Page text »
The front coupler measured within specifications but since we are wanting everything to be close to original, it was decided to install a new thicker wear plate under the coupler shank.
Carl has also straightened a number of bends in the hand rails. They are now all correctly in-line and back to where they should be.
Carl and Frank Kunsaitis then rigged a come-along to try and pull out a side skirt panel that had been pushed in slightly. It worked somewhat but the metal had been stretched and would not straighten completely. That area will most probably require body filler material prior to painting.
We knew that the brake cylinders most probably needed servicing and when air brake pressure was applied, two leaks were found. There was one on each of the two duplex cylinders. The only option was to disassemble them, clean them up and install new brake cylinder cups. Ryan Keck provided four of the cups which will be enough to refurbish the front truck. He has enough in stock to also do the rear truck.
Tim Johnson, Bob Bray, Frank Kunsaitis, and with moral support from Tom Platten, the task of removing the brake pistons was started. This is one of the dirtiest jobs while maintaining Diesel locomotives. The pistons are covered with stinky old black grease. They are very difficult to access and everything must be cleaned and regreased before they are reassembled. The pistons were removed from the left side cylinder on front truck and were cleaned up. Then the cylinder must be wiped clean of old grease and have fresh grease applied. This work will continue next Saturday. It takes almost a full day to service just one of the duplex brake assemblies, and there are four to do. This shows Bob bray with one of the piston assemblies after it had been removed.
Earlier in the week, John Salvini and Richard Berk moved the locomotive outside so they had access to the Diesel engine sides with a forklift. They picked up the repaired exhaust manifolds with the forklift and placed them next to the engine so they could be pushed back into the cavity where they are normally mounted. This fitting process was needed to prove that the manifolds would fit correctly after the major rework that Carl and Jeff Williams had done when they rebuilt them a few months ago.
Both of the manifolds slid back into engine block correctly. This coming week, John and Richard will remove one manifold, check the mating surfaces, chase stud threads, and then apply the new exhaust manifold gaskets and manifold and torque the attaching hardware. When the manifolds are reinstalled, they will then pressurize the cooling water system to ensure there are no leaks in the repaired manifolds or the new gasket sealing surfaces.
In the picture (left), the exhaust manifold is the large oblong assembly that has the six round holes. You can see how it fits tightly into an area in the block. When they tried to remove the manifolds a few months ago, the manifolds were stuck very tight in that cavity because standing water had not been drained from the manifold water jacket and when the water froze, it bulged out the bottom of the manifold. That essentially clamped the whole manifold in place. Fortunately, they were able to extract them with no further damage.
This next topic is a little long but may help folks understand an often-discussed topic regarding Diesel Engine fuel line lengths.
Traditionally on older style injection pump types of Diesel engines, it has been customary for Diesel engine designers and manufactures to install equal length fuel lines from the injection pump to the injection nozzle. There is no question that having the fuel injection lines the same length is the correct way to build an engine. If they weren’t the same length, then the question of injection timing errors must be considered. In the Injection Timing Blogs on internet, everyone has an opinion on this but none of them address the actual numbers associated with injection timing errors vs fuel line length.

Required task 1 »
Locate every line in the entries that contains the word "white", and copy each of those lines.

Excerpted data »

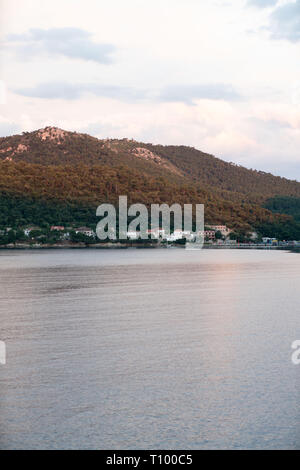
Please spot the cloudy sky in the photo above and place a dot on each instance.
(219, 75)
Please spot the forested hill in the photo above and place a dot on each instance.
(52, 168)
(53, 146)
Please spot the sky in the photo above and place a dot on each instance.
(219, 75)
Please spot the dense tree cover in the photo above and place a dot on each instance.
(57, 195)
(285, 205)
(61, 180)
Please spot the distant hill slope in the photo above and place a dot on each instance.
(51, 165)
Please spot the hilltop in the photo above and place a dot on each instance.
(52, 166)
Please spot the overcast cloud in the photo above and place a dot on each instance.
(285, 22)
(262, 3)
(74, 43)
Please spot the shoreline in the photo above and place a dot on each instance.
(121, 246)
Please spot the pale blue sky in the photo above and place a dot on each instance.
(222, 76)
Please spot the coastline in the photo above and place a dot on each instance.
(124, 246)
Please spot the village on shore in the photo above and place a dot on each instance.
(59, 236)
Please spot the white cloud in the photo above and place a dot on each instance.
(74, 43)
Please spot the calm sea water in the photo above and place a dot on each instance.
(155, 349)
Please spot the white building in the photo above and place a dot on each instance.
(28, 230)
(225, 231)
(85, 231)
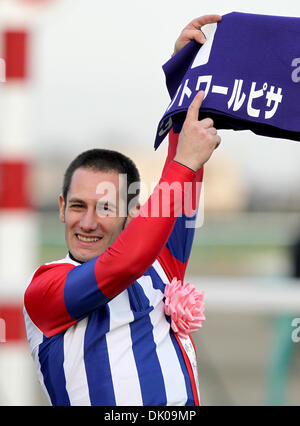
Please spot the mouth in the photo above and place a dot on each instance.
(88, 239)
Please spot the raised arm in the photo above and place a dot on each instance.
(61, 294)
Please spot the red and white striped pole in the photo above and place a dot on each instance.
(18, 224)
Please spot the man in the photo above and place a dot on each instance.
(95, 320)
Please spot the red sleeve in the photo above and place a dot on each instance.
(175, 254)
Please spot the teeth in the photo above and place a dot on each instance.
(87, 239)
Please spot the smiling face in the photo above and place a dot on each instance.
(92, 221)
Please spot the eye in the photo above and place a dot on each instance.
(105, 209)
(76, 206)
---
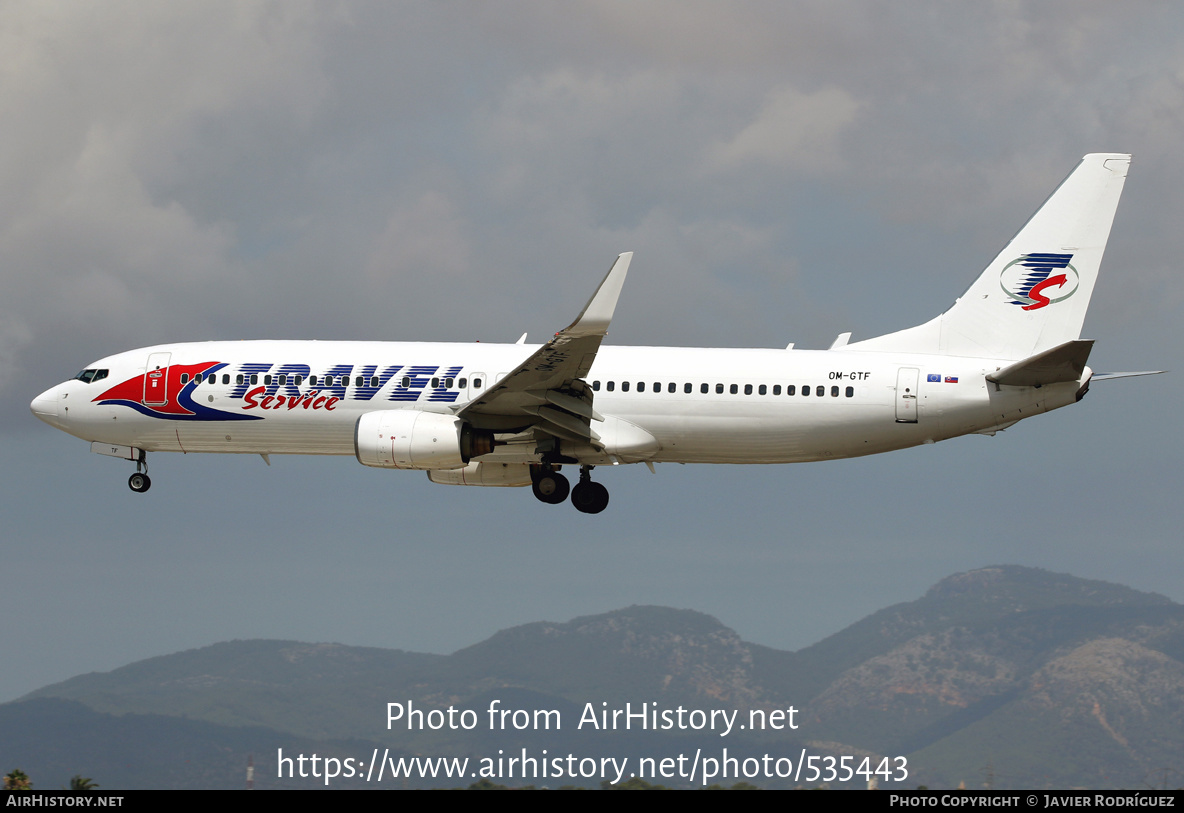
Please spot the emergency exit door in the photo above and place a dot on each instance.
--
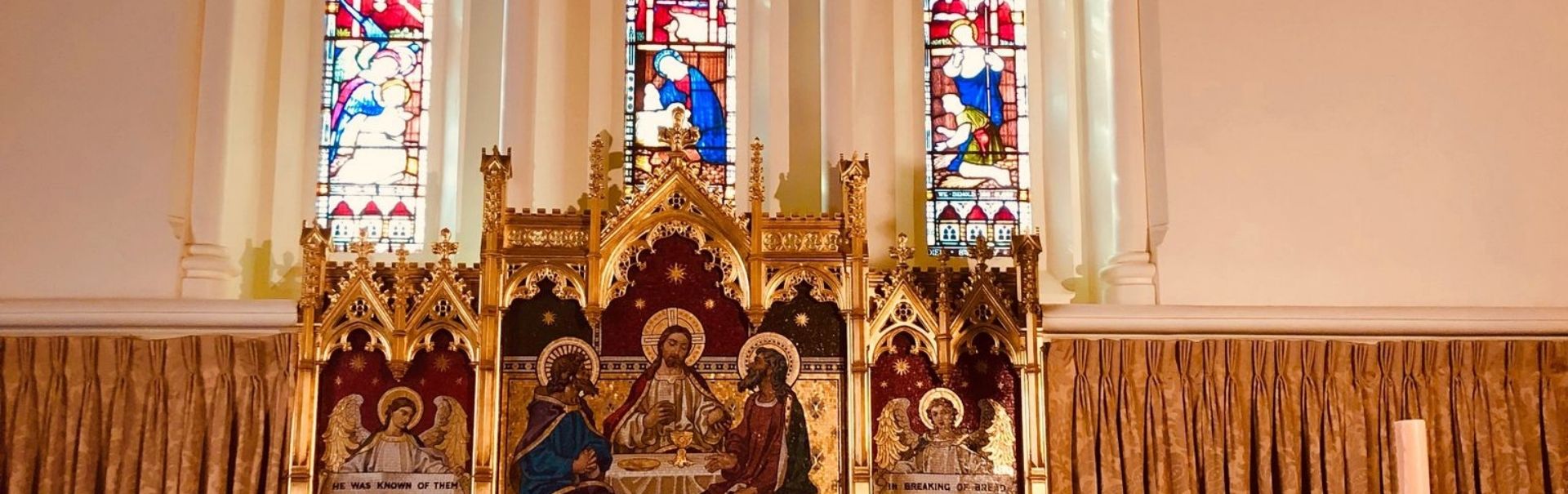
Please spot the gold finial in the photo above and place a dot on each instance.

Required task 2 »
According to the locomotive repair notes, how many brake cylinder cups did Ryan Keck provide?

Expected output 1 »
Please spot the white cloud in the photo above and place a dot on each instance.
Please spot the white building in the photo above and place a dot on each instance.
Please spot the red and white striped pole in the photo above and place a dot on each instance.

Expected output 2 »
Four